• Job
Please convert the items, from the line with "Target: concrete column" through the end of the items, into a two-column CSV headed item_text and answer. Give one row per item, with the item's text and its answer each in a single quoted field, line breaks replaced by spaces, and no pictures.

• Dataset excerpts
──────────

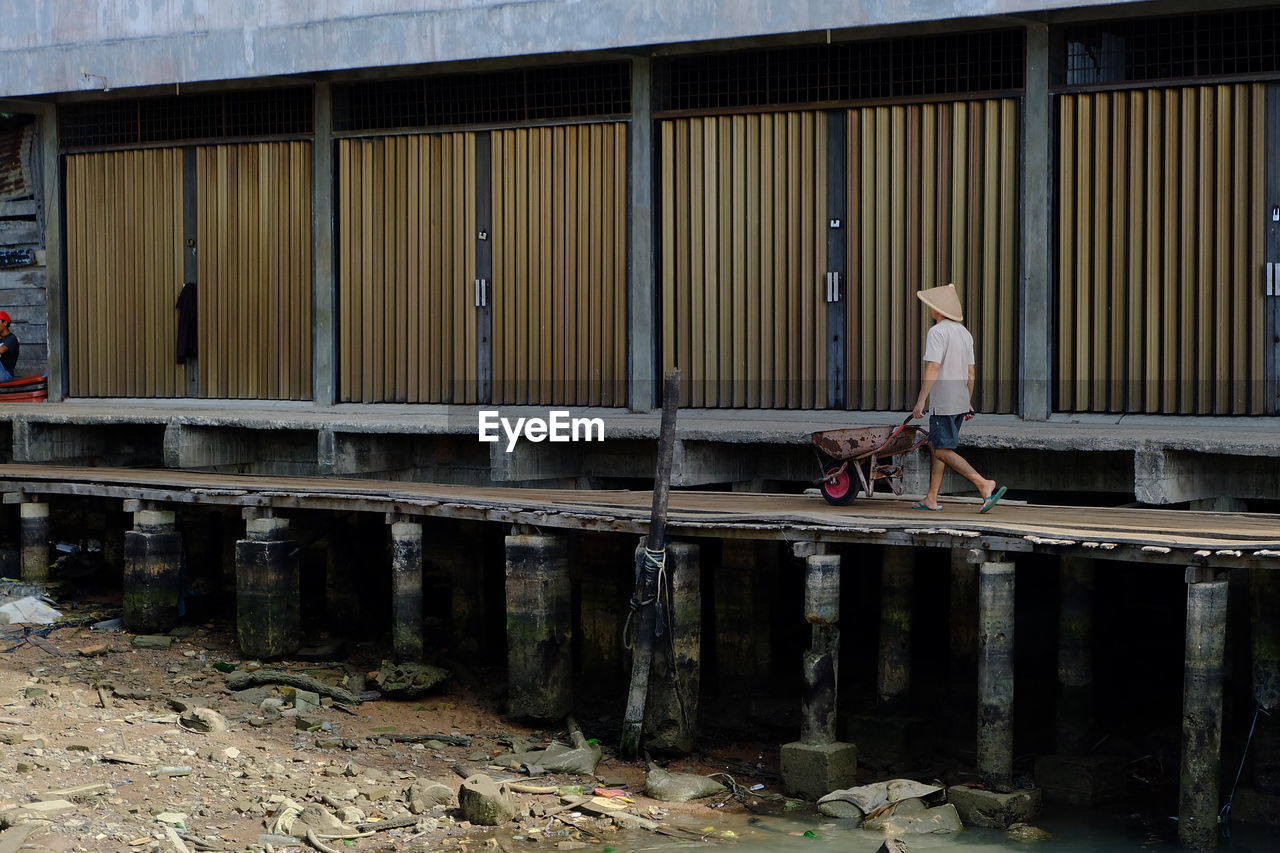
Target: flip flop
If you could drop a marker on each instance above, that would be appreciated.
(995, 498)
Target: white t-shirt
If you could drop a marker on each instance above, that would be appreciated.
(951, 346)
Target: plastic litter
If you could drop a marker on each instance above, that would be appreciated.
(27, 611)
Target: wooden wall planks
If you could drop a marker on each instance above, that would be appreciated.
(124, 273)
(743, 259)
(932, 200)
(1161, 251)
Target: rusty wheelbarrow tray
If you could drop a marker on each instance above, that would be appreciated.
(863, 447)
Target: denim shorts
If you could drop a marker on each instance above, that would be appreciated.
(945, 430)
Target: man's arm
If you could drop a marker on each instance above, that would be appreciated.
(931, 374)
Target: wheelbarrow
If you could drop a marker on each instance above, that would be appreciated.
(863, 448)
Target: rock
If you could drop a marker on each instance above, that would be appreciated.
(204, 720)
(74, 794)
(995, 810)
(913, 817)
(408, 680)
(484, 802)
(679, 788)
(425, 794)
(869, 798)
(1027, 833)
(841, 808)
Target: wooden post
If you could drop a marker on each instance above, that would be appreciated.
(647, 574)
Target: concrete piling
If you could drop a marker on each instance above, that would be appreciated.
(894, 674)
(407, 591)
(152, 573)
(33, 529)
(822, 611)
(1075, 655)
(675, 675)
(996, 675)
(539, 628)
(1265, 621)
(268, 603)
(818, 763)
(1202, 710)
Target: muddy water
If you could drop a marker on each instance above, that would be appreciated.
(1073, 833)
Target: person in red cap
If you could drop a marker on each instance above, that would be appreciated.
(9, 349)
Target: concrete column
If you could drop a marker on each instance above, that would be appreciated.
(539, 628)
(1265, 610)
(641, 316)
(897, 579)
(343, 593)
(1037, 237)
(55, 265)
(33, 529)
(996, 675)
(818, 763)
(152, 573)
(407, 591)
(675, 675)
(1075, 656)
(1202, 710)
(268, 603)
(822, 611)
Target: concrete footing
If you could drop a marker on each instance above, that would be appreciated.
(675, 674)
(814, 770)
(33, 528)
(539, 628)
(743, 635)
(992, 808)
(407, 591)
(996, 675)
(152, 573)
(1202, 711)
(1079, 780)
(268, 603)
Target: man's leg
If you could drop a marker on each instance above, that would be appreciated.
(964, 469)
(936, 469)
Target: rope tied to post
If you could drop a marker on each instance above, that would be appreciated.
(653, 568)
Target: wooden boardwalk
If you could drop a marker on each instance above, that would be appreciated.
(1221, 539)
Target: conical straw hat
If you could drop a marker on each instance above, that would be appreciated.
(944, 300)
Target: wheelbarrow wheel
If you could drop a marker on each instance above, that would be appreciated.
(837, 487)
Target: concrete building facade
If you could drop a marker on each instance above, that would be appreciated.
(551, 203)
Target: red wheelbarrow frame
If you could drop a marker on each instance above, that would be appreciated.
(858, 445)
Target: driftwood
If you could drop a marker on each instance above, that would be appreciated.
(457, 740)
(245, 680)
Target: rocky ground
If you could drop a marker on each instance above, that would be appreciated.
(109, 746)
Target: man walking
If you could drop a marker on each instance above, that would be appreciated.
(947, 386)
(9, 349)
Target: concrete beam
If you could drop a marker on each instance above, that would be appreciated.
(187, 446)
(1174, 477)
(1037, 291)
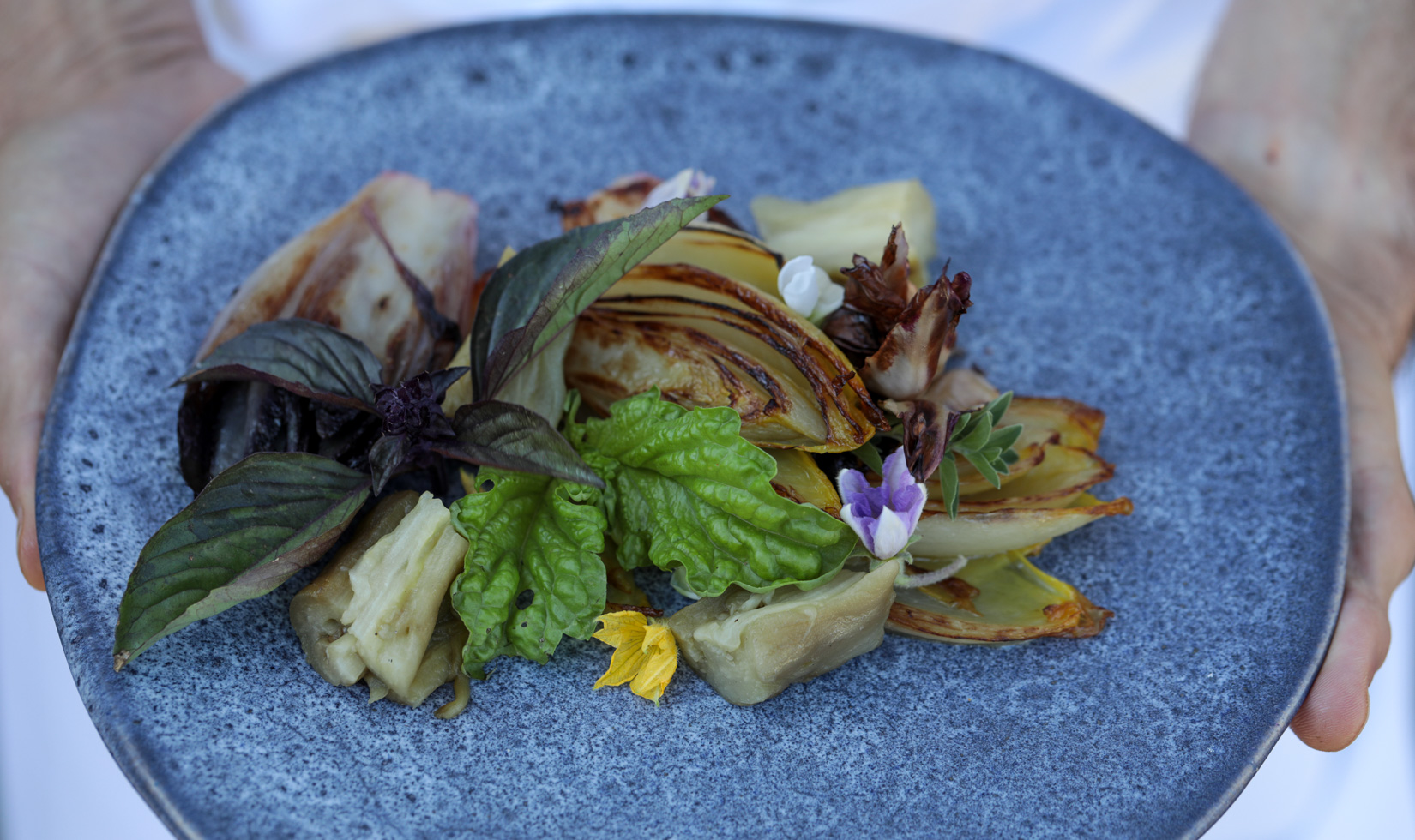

──────────

• Final result
item_text,answer
"Target: concrete column If you could drop a marker on each instance above, that would be appreciated.","(539, 628) (1265, 610) (641, 316) (897, 579) (343, 593) (1037, 237) (55, 265) (33, 529) (996, 675) (818, 763) (152, 573) (407, 591) (675, 675) (1075, 656) (1202, 710) (268, 603) (822, 611)"
"Target: concrete footing If you could drop a marker on each instance above, that would be appreciated.","(675, 674) (814, 770) (33, 528) (539, 628) (743, 635) (992, 808) (407, 591) (996, 675) (152, 573) (1202, 711) (1079, 780) (268, 603)"
"Target: man's leg If you could drop a marker on each instance above, that would be appreciated.","(964, 469) (936, 469)"
"Target: rope tied to post If you could drop a marker on each instance above, that would be appreciated.","(653, 568)"
"Target: wooden boardwalk If you could drop a marker on each instance above, that would be appreciated.","(1221, 539)"
"Target: conical straw hat If you could drop a marker on each instance above, that would be appreciated.","(944, 300)"
"Target: wheelbarrow wheel If you could drop a marker on each instance above, that would be appreciated.","(837, 487)"
"Target: concrete building facade If you could drop a marker on each instance above, that would be appreciated.","(551, 203)"
"Target: red wheelbarrow frame If you could drop a marker on each instance above, that would be appreciated.","(858, 445)"
"Target: driftwood If you could drop a marker on each instance above, that would be appreciated.","(457, 740) (245, 680)"
"Target: rocky ground If you could drop a marker on each instance above, that would be appreciated.","(109, 746)"
"Target: man walking If you could drop a marker on each instance above, that would be appreciated.","(947, 386) (9, 349)"
"Target: concrete beam If you could drop a marker on each instance above, that would be appreciated.","(187, 446) (1174, 477) (1037, 291)"